* [Work instructions]:
A - Condense the paragraph of the CAP film excerpt that begins "Assuming that the transesterification reaction" into a bulleted list, keeping its main facts.
B - Resume the CAP film excerpt with new text after its final sentence, the one ending in "(Figure 7)."

* [Selected excerpt]:
Assuming that the transesterification reaction can take place between two ester group in RIL1_Br and three ester groups in AGU unit, the polymer: RIL1_Br ratio is 2:3, which corresponds to 21 wt % of RIL1_Br in the polymer matrix. CAP film with the RIL1_Br content equal to 23 wt % does not have visible changes on the film surface that can confirm the full substitution and the high compatibility between CAP and RIL1_Br, which is in agreement with a high degree of substitution (Table 1). On the other hand, in the case of RIL1_Br, the ratio of polymer to RIL1_Br could be 1:3, taking into account the steric hindrance that might result from the branched structure of the ionic liquid. The further increase of RIL1_Br content up to 28 wt % led to the change of the membrane surface and appearance of heterogeneity on its surface (Figure 7).

* [Provided material]:
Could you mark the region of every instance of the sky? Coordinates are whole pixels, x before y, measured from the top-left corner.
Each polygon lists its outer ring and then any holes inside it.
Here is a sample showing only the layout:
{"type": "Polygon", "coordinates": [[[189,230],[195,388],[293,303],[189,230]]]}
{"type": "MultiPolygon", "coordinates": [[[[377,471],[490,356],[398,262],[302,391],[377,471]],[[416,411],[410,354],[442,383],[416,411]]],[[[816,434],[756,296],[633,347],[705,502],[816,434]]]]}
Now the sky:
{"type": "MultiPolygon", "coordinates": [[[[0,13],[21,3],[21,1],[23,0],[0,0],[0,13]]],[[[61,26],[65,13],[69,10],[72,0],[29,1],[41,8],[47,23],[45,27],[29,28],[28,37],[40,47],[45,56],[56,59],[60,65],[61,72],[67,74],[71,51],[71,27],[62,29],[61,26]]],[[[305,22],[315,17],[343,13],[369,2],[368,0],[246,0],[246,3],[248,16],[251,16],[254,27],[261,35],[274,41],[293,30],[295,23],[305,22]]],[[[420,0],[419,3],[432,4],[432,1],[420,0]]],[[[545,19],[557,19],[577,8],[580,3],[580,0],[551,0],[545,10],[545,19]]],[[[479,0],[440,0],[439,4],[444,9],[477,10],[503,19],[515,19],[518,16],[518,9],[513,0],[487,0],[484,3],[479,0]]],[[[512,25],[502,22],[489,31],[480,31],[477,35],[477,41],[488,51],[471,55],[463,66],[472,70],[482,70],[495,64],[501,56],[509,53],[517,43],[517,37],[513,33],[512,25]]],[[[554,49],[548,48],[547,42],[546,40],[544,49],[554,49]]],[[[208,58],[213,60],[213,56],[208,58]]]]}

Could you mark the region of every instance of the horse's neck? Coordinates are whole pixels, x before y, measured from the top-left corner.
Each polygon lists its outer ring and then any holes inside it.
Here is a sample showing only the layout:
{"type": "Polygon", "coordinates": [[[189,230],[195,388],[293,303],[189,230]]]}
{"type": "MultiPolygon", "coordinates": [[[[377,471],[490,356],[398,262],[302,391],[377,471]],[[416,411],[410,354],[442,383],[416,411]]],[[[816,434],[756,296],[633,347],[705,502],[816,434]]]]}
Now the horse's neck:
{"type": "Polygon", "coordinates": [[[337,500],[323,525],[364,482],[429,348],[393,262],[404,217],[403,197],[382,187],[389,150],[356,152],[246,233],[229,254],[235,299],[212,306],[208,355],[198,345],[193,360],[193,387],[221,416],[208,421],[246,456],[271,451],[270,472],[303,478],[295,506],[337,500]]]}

* [Exercise answers]:
A -
- If transesterification occurs between the two ester groups in RIL1_Br and the three ester groups in the AGU unit, the polymer:RIL1_Br ratio is 2:3. This equals 21 wt % RIL1_Br in the polymer matrix.
- A CAP film containing 23 wt % RIL1_Br shows no visible surface changes. This can confirm full substitution and high compatibility between CAP and RIL1_Br, consistent with a high degree of substitution (Table 1).
- Because the ionic liquid's branched structure may cause steric hindrance, the polymer:RIL1_Br ratio could instead be 1:3.
- Raising the RIL1_Br content to 28 wt % changed the membrane surface and produced heterogeneity on it (Figure 7).

B -
Figure 8 presents the SEM-EDX mapping of native CAP and modified CAP-based films. In the EDX images of pristine CAP film, the characteristic elements assigned as carbon and oxygen can be observed. The presence of carbon and oxygen results from the chemical composition of the polymer. The new signal of bromine was detected by EDX analysis for CAP-RIL1_Br and CAP-RIL2_Br. In the case of CAP-RIL2_Br films containing 23 wt % and 28.6 wt % of ionic liquid, the RIL-rich domain on the film surface was also observed (Figure 8B). In the case of CAP-RIL_BF4, the boron atom cannot be detected due to the limitation of SEM-EDX analysis, therefore, the mapping for CAP-RIL_BF4 films was not shown. SEM-EDX is more suitable for heavy atoms analysis, therefore the light atoms such as boron are not detected, or they give false signals. The comparable results related to the monitoring of ILs behavior after modification with the polymeric matrix were presented by de los Rios et al. [56]. The authors observed that the studied imidazolium-based ionic liquids are homogeneously distributed within Nylon® membranes which was reflected by the SEM-EDX analysis recorded at the membrane cross-section [56]. Xi et al. [57] reported the homogenous dispersion of 1-ethyl-3-methylimidazolium hexafluorophosphate (EMIM)(PF6) in the waterborne polyurethane (WPU) membranes up to the 10 wt % of (EMIM)(PF6). The increase of the (EMIM)(PF6) content above 10 wt % resulted in the formation of IL-rich domains that were dispersed in the WPU matrix [57].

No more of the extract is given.